Check your understanding >>
- A) Please return everything in the anti-nausea medication article from "The AHRQ report" down to "no rescue medication.", copied word for word.
- B) Write the next part of the anti-nausea medication article, picking up after its final sentence.

[Text passage]

AHRQ Offers Insight Into Anti-nausea Medications for Patients Undergoing Radiation Therapy
August 30, 2010
Greater use of aprepitant, an oral anti-nausea medicine, is indicated when it is combined with other anti-emetic medications for preventing the nausea and vomiting caused by cancer treatments, according to a technology assessment report from the Agency for Healthcare Research and Quality (AHRQ).
The AHRQ report compares the benefits and harms of antiemetic regimens that include a 5-HT3 antagonist plus a corticosteroid, both with and without aprepitant, for preventing or treating nausea and vomiting. A literature review found several studies of these medications that the group determined were valid by grading the overall strength of the evidence. Study results were considered valid when they included total control defined as no emetic events, no rescue medication and none to mild nausea or a complete response with no emetic events and no rescue medication.

[/Text passage]
[The data]

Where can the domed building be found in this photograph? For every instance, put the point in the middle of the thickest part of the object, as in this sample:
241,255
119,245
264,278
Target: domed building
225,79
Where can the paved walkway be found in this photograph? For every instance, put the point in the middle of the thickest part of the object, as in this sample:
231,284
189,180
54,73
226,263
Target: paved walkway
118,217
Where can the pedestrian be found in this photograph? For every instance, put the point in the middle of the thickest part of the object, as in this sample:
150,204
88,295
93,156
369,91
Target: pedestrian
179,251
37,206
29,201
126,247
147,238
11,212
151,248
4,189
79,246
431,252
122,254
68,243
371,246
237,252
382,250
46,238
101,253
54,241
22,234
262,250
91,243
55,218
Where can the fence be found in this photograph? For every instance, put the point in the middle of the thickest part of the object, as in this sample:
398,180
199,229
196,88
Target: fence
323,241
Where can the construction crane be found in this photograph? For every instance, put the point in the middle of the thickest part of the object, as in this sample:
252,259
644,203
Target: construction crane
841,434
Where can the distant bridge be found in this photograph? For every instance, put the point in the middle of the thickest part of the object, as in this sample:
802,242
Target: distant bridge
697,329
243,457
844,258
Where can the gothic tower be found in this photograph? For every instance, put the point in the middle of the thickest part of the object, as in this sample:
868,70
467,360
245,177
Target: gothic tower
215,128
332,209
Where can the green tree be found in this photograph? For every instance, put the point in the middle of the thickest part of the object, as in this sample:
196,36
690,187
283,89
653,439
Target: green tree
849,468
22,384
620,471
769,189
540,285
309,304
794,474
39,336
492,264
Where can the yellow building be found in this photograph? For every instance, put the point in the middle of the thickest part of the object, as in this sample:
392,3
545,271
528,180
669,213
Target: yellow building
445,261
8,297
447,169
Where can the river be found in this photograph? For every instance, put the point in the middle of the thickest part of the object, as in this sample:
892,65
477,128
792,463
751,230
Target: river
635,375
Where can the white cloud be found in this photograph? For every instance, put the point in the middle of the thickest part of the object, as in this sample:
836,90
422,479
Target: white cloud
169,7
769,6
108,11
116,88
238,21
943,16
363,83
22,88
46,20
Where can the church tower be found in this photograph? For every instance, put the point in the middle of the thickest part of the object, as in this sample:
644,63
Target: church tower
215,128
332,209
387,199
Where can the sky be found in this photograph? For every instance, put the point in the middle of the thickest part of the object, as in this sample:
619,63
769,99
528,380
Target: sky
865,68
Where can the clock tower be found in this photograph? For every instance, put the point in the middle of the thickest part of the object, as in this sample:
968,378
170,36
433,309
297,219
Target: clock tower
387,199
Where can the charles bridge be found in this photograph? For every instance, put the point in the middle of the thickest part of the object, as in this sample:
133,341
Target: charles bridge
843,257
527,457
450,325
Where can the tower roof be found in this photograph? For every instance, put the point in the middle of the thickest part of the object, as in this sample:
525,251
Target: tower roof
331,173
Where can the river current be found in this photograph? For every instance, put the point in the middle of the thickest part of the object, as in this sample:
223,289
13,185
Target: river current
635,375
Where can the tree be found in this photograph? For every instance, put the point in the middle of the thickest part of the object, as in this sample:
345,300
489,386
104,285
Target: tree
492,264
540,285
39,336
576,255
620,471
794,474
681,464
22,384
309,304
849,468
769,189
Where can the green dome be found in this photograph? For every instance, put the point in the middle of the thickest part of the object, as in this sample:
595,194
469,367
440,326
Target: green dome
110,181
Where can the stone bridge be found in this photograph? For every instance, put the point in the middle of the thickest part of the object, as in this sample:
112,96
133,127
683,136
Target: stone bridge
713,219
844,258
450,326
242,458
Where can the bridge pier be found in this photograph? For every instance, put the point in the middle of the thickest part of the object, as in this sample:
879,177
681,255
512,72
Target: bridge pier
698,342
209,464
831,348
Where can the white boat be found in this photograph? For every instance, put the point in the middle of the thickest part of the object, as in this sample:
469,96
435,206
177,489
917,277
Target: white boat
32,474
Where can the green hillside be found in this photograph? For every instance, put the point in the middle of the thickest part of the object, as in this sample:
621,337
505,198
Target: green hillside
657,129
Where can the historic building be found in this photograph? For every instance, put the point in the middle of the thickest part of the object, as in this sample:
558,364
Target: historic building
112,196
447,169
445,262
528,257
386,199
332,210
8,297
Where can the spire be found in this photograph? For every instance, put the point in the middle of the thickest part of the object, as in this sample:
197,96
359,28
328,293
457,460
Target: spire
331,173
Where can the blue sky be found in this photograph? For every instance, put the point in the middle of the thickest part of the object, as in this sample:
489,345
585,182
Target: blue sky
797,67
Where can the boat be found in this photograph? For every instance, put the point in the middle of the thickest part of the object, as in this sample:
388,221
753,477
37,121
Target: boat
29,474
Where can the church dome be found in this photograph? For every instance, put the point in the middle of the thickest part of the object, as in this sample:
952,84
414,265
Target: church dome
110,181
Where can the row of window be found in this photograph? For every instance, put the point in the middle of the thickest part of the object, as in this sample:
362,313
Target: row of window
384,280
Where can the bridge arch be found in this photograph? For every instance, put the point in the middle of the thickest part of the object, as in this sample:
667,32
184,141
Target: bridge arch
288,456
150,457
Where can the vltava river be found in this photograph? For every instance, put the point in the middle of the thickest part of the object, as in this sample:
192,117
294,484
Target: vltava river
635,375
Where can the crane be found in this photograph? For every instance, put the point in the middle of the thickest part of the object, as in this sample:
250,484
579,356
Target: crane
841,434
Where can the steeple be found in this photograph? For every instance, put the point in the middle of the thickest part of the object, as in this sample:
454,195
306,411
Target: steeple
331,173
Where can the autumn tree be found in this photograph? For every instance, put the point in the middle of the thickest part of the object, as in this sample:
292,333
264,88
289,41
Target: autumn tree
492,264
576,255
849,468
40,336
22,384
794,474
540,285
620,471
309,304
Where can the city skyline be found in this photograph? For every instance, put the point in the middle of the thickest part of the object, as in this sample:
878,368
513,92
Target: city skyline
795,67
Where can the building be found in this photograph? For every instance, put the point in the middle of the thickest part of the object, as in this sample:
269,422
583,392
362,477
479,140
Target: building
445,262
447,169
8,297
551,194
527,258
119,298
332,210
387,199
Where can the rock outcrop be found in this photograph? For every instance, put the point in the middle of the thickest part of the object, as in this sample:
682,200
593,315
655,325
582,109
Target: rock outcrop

[/The data]

Responses to the exercise >>
- A)
The AHRQ report compares the benefits and harms of antiemetic regimens that include a 5-HT3 antagonist plus a corticosteroid, both with and without aprepitant, for preventing or treating nausea and vomiting. A literature review found several studies of these medications that the group determined were valid by grading the overall strength of the evidence. Study results were considered valid when they included total control defined as no emetic events, no rescue medication and none to mild nausea or a complete response with no emetic events and no rescue medication.

- B)
For total control, the strongest evidence supported significantly increasing a mixed oral and injectable three-drug regimen that contained aprepitant, compared to two-drug combinations without the antiemetic.
“However, in the case where mixed routes were used in patients undergoing primarily highly emetogenic chemotherapy, the benefit of a multi-day, three-drug, aprepitant-containing regimen was minimal during the acute period and only became larger in magnitude during the overall and delayed periods when the control group was administered the 5-HT3 antagonist on day 1 only,” stated the report titled “Consideration of Evidence on Antiemetic Drugs for Nausea and Vomiting Associated With Chemotherapy or Radiation Therapy in Adults.”